[Opening INPUT section]

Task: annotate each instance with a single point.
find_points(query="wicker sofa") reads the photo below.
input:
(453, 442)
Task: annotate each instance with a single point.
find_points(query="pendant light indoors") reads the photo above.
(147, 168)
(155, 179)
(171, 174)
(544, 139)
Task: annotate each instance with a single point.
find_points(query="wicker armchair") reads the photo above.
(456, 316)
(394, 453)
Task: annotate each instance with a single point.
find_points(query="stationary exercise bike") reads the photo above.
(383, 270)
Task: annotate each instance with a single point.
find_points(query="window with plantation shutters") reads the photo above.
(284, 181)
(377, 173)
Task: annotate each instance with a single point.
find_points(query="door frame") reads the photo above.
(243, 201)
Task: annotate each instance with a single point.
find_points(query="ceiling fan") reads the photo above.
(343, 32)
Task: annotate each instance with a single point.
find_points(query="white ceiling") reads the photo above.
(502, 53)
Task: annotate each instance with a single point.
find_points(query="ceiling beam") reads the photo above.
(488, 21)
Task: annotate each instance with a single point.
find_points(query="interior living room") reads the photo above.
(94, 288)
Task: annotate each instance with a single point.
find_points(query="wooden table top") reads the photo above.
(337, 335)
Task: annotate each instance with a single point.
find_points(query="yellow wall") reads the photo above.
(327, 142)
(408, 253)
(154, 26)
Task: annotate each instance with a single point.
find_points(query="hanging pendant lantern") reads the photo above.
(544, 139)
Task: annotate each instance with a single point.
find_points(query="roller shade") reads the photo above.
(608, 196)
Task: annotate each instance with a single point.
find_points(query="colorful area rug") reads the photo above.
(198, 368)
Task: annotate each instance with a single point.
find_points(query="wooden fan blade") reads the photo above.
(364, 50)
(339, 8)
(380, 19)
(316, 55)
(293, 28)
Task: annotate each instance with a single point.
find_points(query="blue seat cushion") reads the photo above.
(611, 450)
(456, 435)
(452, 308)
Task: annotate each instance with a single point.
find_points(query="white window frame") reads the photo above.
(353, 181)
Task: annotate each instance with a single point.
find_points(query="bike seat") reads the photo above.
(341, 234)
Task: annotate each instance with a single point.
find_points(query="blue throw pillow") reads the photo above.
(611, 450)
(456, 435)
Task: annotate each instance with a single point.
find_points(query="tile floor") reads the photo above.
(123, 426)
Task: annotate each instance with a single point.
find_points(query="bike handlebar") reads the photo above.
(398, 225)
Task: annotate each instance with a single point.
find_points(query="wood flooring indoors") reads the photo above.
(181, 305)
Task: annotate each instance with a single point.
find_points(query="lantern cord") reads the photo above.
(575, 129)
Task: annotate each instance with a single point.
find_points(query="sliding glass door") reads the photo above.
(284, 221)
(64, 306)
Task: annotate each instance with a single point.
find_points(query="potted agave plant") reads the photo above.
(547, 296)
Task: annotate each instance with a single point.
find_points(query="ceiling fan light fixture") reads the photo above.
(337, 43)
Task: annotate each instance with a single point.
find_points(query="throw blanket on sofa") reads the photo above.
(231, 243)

[Closing INPUT section]

> WHAT TO PRODUCE
Whatever appears in the lines above should be copied exactly.

> RESULT OF THIS TASK
Task: annotate each instance with a single point.
find_points(query="wicker sofa") reads the photo below.
input:
(453, 442)
Task: annotate each instance with a single point.
find_points(query="pendant light indoors") reads the photo above.
(147, 168)
(155, 179)
(171, 174)
(544, 139)
Task: annotate each instance with a single point.
find_points(query="wicker armchair") reads the photo above.
(456, 316)
(394, 453)
Task: annotate each instance with a single point.
find_points(query="stationary exercise bike") reads the photo above.
(383, 270)
Task: annotate each instance with a single point.
find_points(query="window with plantation shutters") reads the photo above.
(284, 181)
(377, 173)
Task: annotate each instance with a single point.
find_points(query="door frame") reads the photo above.
(243, 201)
Task: annotate each instance with a single point.
find_points(query="ceiling fan") reads the photo above.
(343, 32)
Task: annotate each instance with a single point.
find_points(query="white ceiling") reads the photo above.
(502, 53)
Task: annotate each instance with a single point.
find_points(query="ceiling beam") reads the photo above.
(488, 21)
Task: annotate each instance with a single point.
find_points(query="interior living room") reads the photo above.
(94, 288)
Task: annotate each instance with a single point.
find_points(query="wooden table top") reads the photo above.
(337, 335)
Task: annotate each instance with a single point.
find_points(query="yellow wall") reads the photo above.
(327, 142)
(408, 253)
(154, 26)
Task: annotate each instance with a single point.
find_points(query="hanging pendant lantern") reads the photo above.
(544, 139)
Task: annotate each instance with a single point.
find_points(query="roller shade") reads the photo above.
(608, 196)
Task: annotate each instance with a single point.
find_points(query="colorful area rug") reads the photo above.
(198, 368)
Task: annotate each instance with a single point.
find_points(query="wooden fan blade") reads the photo above.
(364, 50)
(339, 8)
(380, 19)
(316, 55)
(293, 28)
Task: annotate each instance with a single point.
find_points(query="blue seat cushion") reads the photo above.
(611, 450)
(456, 435)
(452, 308)
Task: annotate each instance with a single point.
find_points(query="white window frame") reads the photo above.
(353, 181)
Task: annotate each instance with a single point.
find_points(query="bike seat") reads the photo above.
(341, 234)
Task: annotate each instance with a single point.
find_points(query="blue throw pillow") reads the photo above.
(611, 450)
(456, 435)
Task: annotate each instance with a single point.
find_points(query="tile floor") reads the photo above.
(123, 426)
Task: annotate each instance with a single point.
find_points(query="bike handlebar") reads the photo above.
(398, 225)
Task: annotate each instance with a single point.
find_points(query="wood flooring indoors") reads the photo above.
(181, 305)
Task: annotate each instance with a single point.
find_points(query="lantern cord") reads the photo above.
(575, 129)
Task: annotate each instance with a single point.
find_points(query="sliding glass door") reads the photo above.
(284, 221)
(64, 306)
Task: annotate each instance with a single point.
find_points(query="potted agave plant") reads the photo above.
(547, 296)
Task: annotate each instance with a single point.
find_points(query="ceiling fan light fixture") reads the photo above.
(337, 43)
Task: annotate each instance with a single point.
find_points(query="throw blanket on sofa") reads the photo above.
(231, 243)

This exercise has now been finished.